=== What the exercise asks ===
Transcribe every line of the listing below without any deviation.
☆ ☆ ☆ ☆
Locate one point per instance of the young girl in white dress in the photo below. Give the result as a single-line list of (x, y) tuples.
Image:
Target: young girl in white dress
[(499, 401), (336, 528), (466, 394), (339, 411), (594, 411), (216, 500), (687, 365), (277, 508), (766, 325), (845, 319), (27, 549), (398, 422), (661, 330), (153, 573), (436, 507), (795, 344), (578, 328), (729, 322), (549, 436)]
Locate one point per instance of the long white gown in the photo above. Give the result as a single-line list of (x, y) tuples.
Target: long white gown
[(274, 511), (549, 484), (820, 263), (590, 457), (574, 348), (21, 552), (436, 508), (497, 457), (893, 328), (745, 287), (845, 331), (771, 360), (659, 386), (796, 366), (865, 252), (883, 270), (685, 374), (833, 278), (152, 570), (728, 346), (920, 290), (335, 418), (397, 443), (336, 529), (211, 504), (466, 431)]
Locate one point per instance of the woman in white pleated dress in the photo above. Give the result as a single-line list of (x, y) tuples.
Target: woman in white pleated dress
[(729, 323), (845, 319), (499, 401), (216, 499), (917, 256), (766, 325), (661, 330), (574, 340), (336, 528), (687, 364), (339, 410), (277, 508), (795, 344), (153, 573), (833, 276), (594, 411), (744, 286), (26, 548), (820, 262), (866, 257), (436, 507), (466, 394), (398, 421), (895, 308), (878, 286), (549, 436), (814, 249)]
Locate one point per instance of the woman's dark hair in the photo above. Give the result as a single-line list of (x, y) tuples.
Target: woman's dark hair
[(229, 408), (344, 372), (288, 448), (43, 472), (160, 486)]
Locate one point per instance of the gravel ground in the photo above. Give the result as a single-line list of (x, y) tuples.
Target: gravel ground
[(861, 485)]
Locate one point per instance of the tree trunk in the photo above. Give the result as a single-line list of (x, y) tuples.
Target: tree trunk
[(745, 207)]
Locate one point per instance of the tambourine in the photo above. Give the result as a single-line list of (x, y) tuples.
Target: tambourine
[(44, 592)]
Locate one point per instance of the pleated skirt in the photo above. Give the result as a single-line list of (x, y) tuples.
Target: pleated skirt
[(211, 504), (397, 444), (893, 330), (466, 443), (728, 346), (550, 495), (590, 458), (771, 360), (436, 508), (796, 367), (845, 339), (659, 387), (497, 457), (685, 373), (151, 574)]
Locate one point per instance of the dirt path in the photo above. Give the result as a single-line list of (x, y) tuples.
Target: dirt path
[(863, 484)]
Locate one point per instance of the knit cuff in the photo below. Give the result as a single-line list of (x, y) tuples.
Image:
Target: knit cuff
☆ ☆ ☆ ☆
=== Exercise output ===
Locate one point per instance of the young girl in white dress in the photo below. Give the result as a single-line list of (x, y) tuples.
Image:
Target: young girl in white dress
[(499, 401), (336, 528), (466, 394), (339, 411), (594, 411), (216, 500), (687, 365), (277, 508), (766, 325), (845, 319), (27, 549), (398, 422), (661, 330), (153, 573), (436, 507), (795, 344), (578, 328), (729, 322), (549, 436)]
Locate one point per instance of the long white gown in the photo above. Give the result as a single-line list of (x, y) tuples.
Target: long white gown
[(274, 511), (549, 484), (820, 263), (590, 457), (574, 348), (21, 552), (436, 508), (497, 457), (893, 328), (745, 287), (845, 331), (771, 360), (659, 386), (796, 366), (865, 252), (883, 270), (685, 374), (833, 278), (152, 570), (728, 346), (920, 290), (335, 418), (397, 443), (336, 529), (211, 504), (466, 431)]
Locate one point per instance of the woman in white pleated dress in the photo above. Give the result as a single-line list of (x, y) tuples.
Target: woman in white pleated dress
[(729, 323), (845, 319), (499, 401), (216, 499), (917, 256), (766, 325), (661, 330), (574, 340), (336, 528), (687, 364), (339, 410), (277, 508), (795, 344), (153, 573), (833, 276), (594, 411), (744, 286), (26, 548), (820, 262), (866, 257), (436, 507), (466, 394), (398, 421), (895, 308), (878, 286), (549, 436), (814, 249)]
Locate one point per instance of the woman's dark hair in the photo above. Give the result as a single-line list of (x, y) tuples.
Target: woman's dark hair
[(229, 408), (344, 372), (288, 448), (43, 472), (160, 486)]
Locate one point per instance of the gravel ground in the photo above. Give the result as a single-line list of (x, y) tuples.
Target: gravel ground
[(861, 485)]
Locate one point per instance of the tree trunk in the photo above. Give the result as a single-line list of (x, y) tuples.
Target: tree trunk
[(745, 207)]
Locate one point per instance of the tambourine in the photo above. Give the result as a single-line list of (x, y) tuples.
Target: tambourine
[(44, 592)]
Locate one point per instance of the pleated skirt in the photo above. Give the result as a single-line list of (x, y) tuples.
Target: pleated skirt
[(211, 504), (397, 444), (893, 330), (466, 443), (728, 346), (550, 495), (590, 458), (771, 360), (436, 508), (796, 367), (845, 339), (659, 387), (497, 457), (685, 373), (151, 574)]
Locate one point per instance of the dirt path in the photo above. Give the result as a single-line list of (x, y) tuples.
Target: dirt path
[(863, 484)]
Locate one point per instance of the knit cuff in the photo below. Give the result as a single-line list of (x, y) tuples.
Image:
Target: knit cuff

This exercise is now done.